From the records below, pull out every line that contains the word "smiling". Letter case matters.
───── Data shown
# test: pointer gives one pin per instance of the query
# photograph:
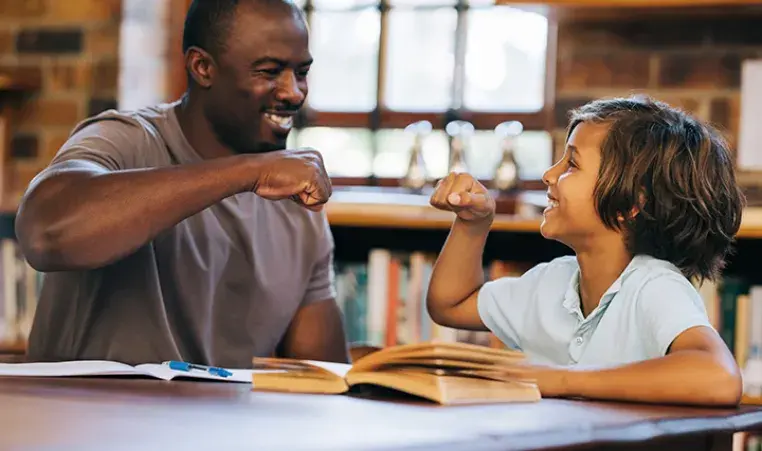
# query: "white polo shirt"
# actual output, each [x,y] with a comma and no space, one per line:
[639,316]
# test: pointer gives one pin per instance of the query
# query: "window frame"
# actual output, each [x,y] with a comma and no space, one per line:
[385,118]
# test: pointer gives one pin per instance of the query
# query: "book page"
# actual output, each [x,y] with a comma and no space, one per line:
[71,368]
[339,369]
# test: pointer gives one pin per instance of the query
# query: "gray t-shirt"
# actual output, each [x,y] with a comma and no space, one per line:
[218,288]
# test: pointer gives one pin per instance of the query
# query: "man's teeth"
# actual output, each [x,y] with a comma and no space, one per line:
[283,121]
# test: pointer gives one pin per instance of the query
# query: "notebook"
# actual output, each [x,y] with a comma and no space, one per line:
[166,371]
[445,373]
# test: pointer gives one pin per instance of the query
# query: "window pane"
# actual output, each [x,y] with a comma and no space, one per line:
[345,48]
[394,153]
[505,60]
[534,153]
[421,58]
[347,152]
[423,2]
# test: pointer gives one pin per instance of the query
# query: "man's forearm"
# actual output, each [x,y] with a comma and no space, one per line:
[685,377]
[79,219]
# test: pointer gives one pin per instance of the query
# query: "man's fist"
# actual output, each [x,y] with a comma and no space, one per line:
[465,196]
[298,175]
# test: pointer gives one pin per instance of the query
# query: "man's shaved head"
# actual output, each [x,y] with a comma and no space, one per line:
[208,22]
[247,63]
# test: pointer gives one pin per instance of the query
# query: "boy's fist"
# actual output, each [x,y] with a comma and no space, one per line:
[464,195]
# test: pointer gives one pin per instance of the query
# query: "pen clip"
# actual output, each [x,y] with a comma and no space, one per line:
[187,367]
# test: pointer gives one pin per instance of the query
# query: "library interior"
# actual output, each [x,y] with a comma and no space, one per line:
[404,98]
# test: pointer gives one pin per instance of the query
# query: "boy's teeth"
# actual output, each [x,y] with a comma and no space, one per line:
[283,121]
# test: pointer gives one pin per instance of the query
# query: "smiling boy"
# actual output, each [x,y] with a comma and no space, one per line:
[184,231]
[646,197]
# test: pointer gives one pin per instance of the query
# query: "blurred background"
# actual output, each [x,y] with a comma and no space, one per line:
[401,92]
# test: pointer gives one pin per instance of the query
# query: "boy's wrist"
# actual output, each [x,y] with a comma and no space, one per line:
[478,225]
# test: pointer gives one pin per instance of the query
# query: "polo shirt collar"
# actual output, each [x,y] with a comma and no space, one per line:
[572,301]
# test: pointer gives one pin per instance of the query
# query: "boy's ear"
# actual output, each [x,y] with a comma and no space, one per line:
[634,210]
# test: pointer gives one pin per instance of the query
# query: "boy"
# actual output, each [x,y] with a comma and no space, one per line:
[646,197]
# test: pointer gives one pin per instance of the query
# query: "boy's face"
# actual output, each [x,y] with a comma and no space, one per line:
[571,216]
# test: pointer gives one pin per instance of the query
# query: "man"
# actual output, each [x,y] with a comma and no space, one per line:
[181,231]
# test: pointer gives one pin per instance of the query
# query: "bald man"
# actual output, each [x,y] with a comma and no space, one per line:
[186,231]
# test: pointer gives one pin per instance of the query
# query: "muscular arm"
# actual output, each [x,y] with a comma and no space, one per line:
[78,215]
[316,333]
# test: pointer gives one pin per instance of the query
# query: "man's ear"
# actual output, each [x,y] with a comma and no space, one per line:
[200,66]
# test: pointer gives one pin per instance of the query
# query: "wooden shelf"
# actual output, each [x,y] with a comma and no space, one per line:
[11,83]
[630,3]
[412,211]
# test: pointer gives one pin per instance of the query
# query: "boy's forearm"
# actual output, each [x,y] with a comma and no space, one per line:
[684,377]
[458,271]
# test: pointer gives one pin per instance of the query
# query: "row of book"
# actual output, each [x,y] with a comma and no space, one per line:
[383,302]
[734,307]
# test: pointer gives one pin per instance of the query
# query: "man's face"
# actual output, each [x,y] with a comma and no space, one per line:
[261,79]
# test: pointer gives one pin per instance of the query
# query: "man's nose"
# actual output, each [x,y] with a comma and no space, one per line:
[288,89]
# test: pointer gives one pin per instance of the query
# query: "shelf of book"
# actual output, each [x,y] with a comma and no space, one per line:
[412,211]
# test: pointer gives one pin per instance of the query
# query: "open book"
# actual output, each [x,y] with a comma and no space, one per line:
[163,371]
[446,373]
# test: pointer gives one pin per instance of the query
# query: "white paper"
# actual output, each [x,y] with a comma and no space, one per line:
[108,368]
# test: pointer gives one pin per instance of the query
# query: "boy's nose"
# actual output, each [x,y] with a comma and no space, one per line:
[549,177]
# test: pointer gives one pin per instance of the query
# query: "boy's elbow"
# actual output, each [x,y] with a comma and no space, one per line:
[730,392]
[726,388]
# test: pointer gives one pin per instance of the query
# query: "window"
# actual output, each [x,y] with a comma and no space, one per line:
[380,66]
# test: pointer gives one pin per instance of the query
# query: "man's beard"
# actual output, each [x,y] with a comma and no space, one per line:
[238,141]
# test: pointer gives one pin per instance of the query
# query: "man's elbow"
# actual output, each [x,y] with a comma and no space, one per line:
[41,247]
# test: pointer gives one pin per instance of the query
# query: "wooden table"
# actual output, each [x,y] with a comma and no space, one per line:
[103,413]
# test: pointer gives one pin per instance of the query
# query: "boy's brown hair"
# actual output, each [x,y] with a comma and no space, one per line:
[677,171]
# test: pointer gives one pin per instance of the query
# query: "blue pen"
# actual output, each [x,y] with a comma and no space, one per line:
[184,366]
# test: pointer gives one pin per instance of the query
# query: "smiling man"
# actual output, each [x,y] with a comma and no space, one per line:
[185,231]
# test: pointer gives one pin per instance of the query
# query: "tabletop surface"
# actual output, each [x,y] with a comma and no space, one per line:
[88,413]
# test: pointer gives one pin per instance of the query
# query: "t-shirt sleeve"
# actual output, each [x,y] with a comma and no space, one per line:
[502,304]
[667,306]
[109,142]
[321,284]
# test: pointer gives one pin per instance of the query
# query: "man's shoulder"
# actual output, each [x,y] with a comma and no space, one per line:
[144,121]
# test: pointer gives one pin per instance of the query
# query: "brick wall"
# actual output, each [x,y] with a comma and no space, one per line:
[71,47]
[691,62]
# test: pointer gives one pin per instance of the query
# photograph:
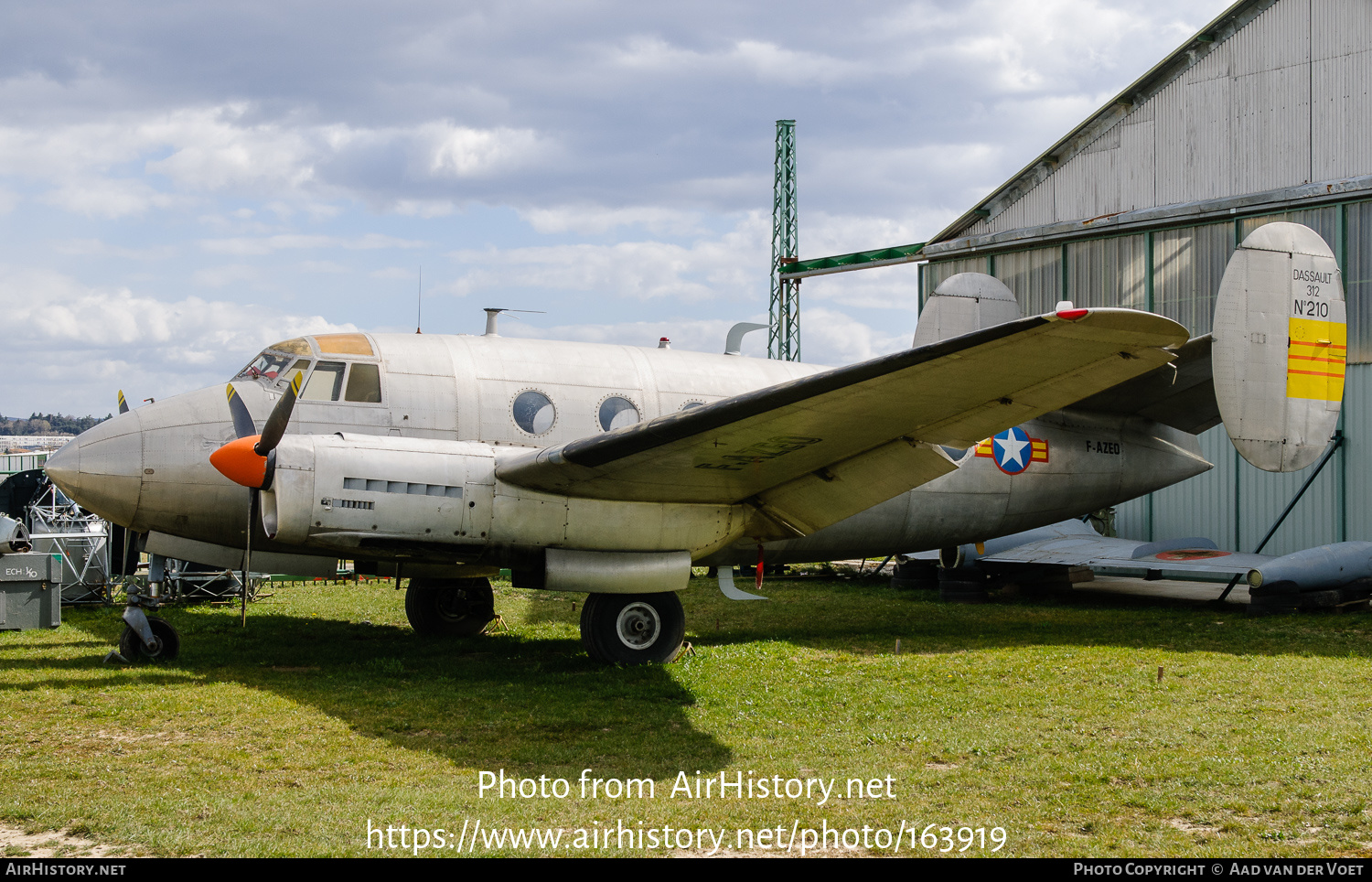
──────────
◆ Result for this task ◆
# query: "smiling boy"
# query: "smiling man"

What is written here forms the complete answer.